(Part of a data file)
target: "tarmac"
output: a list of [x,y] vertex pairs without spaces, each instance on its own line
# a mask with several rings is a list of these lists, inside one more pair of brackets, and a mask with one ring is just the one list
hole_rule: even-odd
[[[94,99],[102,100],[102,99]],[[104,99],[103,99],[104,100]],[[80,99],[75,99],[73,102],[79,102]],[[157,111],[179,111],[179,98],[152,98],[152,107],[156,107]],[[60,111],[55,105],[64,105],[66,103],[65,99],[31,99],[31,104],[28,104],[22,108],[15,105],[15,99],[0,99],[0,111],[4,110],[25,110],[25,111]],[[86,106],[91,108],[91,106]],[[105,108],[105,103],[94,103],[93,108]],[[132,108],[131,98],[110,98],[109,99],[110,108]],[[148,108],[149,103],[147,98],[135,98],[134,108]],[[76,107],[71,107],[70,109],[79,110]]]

...

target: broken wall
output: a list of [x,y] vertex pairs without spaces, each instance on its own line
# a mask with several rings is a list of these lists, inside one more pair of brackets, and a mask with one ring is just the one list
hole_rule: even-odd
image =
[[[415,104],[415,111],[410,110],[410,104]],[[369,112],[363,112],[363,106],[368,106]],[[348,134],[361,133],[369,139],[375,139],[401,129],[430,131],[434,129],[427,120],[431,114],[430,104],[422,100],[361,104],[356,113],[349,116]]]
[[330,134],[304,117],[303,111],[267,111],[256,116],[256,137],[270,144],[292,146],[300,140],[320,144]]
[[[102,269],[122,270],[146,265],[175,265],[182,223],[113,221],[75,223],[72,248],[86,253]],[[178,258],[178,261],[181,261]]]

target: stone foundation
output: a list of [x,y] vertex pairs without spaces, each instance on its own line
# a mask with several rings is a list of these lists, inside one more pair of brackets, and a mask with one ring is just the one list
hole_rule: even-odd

# [Exercise details]
How many of the lines above contain the string "target"? Reply with the number alone.

# [Expected answer]
3